RECORDS FOR THIS EXERCISE →
※

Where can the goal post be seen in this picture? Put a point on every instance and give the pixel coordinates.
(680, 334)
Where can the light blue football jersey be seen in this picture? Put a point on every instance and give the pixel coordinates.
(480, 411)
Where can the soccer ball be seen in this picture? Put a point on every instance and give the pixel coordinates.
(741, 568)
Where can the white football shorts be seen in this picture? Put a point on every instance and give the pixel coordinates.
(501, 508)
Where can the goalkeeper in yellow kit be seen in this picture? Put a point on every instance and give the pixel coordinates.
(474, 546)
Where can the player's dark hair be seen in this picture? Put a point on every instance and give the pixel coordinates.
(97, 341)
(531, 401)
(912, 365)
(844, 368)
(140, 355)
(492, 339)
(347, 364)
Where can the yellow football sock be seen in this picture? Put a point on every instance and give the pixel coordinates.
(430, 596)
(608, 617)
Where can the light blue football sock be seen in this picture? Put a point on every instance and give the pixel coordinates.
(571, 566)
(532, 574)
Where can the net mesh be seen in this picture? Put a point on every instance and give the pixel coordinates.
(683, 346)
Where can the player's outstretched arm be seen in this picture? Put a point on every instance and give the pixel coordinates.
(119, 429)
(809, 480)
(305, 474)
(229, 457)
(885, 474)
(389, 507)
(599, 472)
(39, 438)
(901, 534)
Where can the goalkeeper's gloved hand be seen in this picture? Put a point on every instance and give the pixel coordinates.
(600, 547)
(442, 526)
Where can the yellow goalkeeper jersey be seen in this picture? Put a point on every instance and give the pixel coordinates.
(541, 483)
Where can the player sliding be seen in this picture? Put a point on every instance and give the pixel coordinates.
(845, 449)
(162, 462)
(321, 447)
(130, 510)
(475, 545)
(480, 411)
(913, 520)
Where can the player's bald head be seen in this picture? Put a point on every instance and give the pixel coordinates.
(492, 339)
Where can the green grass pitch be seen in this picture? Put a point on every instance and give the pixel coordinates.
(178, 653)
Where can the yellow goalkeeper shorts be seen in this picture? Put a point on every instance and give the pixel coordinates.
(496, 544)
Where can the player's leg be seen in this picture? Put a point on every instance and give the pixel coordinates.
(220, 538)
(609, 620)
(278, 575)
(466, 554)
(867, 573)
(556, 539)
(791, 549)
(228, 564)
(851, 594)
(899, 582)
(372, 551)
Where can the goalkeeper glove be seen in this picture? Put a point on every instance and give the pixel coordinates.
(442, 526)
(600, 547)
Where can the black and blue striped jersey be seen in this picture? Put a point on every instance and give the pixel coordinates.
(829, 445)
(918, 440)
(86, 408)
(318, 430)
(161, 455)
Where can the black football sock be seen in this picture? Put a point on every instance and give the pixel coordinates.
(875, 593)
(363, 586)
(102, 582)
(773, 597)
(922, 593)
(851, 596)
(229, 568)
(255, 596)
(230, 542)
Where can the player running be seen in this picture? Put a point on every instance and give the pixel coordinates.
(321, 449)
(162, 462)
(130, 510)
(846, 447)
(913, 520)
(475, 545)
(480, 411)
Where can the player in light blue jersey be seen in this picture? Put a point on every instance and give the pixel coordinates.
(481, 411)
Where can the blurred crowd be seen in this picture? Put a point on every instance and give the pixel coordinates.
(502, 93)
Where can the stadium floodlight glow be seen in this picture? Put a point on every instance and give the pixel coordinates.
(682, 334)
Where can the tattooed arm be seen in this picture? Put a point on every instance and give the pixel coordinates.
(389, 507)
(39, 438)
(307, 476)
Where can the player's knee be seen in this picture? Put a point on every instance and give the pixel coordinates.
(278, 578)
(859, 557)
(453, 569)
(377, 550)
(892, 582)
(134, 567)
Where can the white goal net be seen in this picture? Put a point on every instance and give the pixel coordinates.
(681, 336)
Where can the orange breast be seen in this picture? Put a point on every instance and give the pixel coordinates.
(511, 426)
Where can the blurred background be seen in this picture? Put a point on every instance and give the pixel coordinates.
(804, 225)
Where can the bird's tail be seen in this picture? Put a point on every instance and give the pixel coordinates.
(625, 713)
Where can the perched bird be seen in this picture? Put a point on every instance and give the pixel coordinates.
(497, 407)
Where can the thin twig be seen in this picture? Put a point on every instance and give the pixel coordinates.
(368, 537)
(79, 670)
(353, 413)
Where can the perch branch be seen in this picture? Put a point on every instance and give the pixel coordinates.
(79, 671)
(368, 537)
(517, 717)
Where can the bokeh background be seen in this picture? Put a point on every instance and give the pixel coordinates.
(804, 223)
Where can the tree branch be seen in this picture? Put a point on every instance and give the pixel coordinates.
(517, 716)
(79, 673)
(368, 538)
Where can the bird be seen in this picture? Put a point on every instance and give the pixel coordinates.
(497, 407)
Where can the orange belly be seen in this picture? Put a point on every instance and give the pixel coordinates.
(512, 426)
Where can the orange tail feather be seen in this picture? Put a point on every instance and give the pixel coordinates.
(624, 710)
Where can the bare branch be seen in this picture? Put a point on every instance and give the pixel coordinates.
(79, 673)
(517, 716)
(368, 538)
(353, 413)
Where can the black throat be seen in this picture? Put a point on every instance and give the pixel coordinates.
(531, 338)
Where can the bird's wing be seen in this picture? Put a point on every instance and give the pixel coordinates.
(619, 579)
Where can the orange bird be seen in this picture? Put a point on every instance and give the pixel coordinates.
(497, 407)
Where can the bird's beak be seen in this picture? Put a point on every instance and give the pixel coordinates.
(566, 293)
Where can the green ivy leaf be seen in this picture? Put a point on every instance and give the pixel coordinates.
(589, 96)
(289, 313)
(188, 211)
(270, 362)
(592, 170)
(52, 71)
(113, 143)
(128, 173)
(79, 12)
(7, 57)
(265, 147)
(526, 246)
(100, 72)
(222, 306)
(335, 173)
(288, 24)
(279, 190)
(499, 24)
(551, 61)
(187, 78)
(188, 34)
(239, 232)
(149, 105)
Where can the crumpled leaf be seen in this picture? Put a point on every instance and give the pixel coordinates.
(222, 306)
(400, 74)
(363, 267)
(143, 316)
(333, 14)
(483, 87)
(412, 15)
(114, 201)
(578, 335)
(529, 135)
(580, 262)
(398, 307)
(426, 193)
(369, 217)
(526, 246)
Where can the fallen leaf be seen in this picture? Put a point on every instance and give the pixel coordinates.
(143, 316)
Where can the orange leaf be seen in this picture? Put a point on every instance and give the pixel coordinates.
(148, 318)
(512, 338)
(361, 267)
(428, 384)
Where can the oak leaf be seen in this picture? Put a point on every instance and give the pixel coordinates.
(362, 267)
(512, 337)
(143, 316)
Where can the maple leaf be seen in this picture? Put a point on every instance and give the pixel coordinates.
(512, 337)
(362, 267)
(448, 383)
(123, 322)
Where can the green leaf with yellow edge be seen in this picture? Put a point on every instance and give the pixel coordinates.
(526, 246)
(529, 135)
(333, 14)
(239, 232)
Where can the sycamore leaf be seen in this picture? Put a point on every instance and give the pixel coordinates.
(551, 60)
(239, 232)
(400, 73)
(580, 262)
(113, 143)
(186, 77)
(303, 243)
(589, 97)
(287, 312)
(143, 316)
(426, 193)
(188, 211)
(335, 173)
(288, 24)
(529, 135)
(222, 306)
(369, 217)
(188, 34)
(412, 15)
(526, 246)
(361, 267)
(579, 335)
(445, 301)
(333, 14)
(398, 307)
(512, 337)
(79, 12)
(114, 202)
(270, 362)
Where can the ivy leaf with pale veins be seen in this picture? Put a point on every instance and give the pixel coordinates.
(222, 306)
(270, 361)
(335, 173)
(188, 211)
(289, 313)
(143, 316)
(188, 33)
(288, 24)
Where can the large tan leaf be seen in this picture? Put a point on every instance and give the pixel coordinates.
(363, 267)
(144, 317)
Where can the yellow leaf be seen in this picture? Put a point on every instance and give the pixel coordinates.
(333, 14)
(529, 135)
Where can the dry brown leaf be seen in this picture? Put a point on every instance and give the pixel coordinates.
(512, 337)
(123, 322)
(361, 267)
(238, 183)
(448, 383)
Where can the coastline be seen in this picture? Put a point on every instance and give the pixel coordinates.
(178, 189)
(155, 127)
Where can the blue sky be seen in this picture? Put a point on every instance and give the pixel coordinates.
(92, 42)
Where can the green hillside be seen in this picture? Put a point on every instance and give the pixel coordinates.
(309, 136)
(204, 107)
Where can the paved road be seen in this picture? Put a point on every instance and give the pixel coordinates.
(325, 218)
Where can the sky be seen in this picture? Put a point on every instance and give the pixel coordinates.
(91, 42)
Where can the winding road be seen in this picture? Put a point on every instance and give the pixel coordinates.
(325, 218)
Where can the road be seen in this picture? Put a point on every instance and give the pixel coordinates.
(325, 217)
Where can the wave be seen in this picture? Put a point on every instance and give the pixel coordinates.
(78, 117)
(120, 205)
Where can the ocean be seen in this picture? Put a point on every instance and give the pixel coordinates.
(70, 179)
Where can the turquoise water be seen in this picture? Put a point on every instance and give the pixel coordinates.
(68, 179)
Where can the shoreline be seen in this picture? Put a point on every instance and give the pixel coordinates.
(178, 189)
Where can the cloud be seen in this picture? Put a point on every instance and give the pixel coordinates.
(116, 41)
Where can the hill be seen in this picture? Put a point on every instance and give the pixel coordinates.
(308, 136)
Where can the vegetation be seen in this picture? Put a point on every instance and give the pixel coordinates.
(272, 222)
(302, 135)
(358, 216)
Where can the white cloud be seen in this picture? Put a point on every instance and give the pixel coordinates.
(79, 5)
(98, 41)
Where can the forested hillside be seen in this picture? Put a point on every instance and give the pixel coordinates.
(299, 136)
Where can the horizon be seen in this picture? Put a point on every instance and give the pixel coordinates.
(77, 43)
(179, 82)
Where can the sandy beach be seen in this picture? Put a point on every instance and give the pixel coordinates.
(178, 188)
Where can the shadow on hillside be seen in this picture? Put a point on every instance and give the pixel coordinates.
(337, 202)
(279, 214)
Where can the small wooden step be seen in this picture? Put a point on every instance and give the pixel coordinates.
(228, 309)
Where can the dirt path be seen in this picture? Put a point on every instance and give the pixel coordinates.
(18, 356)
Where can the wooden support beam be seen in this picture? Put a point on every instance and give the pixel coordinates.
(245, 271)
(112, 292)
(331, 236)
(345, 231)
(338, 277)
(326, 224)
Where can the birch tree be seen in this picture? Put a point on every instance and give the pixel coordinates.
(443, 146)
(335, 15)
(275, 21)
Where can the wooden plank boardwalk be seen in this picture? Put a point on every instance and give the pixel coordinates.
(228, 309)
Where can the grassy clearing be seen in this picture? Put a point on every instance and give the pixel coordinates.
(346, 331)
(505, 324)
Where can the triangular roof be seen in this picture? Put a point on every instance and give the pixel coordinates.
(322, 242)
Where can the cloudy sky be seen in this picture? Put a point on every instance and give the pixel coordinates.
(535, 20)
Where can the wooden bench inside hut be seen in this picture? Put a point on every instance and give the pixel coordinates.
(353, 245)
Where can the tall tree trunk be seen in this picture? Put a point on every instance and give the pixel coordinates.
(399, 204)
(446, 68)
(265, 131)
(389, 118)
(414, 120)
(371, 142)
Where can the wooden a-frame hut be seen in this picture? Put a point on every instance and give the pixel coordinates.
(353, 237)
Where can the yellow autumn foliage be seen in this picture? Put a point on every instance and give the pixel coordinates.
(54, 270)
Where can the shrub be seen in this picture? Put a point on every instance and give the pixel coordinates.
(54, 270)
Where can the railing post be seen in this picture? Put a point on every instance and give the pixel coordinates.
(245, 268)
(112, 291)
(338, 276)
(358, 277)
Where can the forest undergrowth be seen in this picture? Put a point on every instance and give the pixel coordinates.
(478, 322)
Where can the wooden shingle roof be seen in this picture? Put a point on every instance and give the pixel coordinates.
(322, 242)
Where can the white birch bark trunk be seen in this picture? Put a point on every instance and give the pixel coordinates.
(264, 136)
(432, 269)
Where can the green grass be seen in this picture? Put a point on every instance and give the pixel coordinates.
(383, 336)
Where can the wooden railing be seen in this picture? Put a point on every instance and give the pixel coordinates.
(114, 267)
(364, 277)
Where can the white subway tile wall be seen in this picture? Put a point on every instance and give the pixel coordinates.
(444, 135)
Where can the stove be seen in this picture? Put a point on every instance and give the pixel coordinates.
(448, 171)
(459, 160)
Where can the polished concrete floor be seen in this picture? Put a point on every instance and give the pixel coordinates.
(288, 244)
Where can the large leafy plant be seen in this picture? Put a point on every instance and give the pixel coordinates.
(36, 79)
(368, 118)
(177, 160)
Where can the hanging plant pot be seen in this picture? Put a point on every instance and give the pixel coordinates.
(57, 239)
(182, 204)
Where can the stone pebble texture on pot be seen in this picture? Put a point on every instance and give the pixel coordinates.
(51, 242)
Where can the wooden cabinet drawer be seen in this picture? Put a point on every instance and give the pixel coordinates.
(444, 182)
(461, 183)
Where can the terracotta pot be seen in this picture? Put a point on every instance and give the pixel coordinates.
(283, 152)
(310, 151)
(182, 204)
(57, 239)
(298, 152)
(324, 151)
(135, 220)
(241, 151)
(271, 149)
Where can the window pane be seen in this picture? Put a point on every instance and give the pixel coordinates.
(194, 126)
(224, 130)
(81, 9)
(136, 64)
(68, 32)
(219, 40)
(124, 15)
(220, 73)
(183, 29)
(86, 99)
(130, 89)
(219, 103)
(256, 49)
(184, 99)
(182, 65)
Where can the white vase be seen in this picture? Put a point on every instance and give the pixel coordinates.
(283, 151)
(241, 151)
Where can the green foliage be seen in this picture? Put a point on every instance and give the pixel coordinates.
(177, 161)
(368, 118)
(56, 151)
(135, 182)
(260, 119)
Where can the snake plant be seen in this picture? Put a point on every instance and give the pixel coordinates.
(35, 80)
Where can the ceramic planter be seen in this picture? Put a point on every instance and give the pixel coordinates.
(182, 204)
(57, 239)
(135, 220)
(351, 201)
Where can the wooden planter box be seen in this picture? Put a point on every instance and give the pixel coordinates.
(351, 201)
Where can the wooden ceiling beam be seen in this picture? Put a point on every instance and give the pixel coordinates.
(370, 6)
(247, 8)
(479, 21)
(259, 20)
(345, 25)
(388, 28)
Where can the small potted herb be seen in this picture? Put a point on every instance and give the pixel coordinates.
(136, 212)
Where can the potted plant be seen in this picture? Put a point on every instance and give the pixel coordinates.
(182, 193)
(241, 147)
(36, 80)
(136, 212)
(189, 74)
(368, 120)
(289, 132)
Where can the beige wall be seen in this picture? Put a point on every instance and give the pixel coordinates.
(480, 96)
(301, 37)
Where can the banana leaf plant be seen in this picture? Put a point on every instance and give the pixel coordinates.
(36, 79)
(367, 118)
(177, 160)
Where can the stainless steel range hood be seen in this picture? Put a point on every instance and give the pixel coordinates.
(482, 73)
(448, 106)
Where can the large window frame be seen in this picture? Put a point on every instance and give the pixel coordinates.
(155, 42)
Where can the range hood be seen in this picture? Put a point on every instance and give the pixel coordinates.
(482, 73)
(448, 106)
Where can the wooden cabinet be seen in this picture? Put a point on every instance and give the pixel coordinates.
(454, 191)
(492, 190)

※

WORK TO BE COMPLETED → Could you write out, unchanged, the line with "Where can the small potted" and every line after it in the data above?

OUTPUT BELOW →
Where can the small potted herb be seen in this picture? Put a point on every instance and give the pixel coordinates.
(136, 212)
Where can the potted plant be seen in this picture? Put a point on every instance and give the pixel coordinates.
(182, 193)
(241, 147)
(36, 80)
(136, 212)
(189, 74)
(368, 120)
(289, 132)
Where can the beige wall be seen in this picture? Put a point on every instance and give the pixel coordinates.
(480, 96)
(301, 37)
Where can the banana leaf plant be seen in this picture? Put a point on every instance and give the pixel coordinates.
(36, 79)
(367, 118)
(177, 160)
Where can the stainless steel range hood be seen in this picture? Put a point on every instance and give the pixel coordinates.
(482, 73)
(448, 106)
Where can the large window frame be seen in this picture? Put a point on every instance and give the pixel coordinates.
(155, 42)
Where can the range hood be seen in this picture? Put a point on every instance and give the pixel coordinates.
(482, 73)
(448, 106)
Where can the wooden cabinet be seen in this picture? Put a point on every instance and give the pixel coordinates.
(454, 191)
(492, 190)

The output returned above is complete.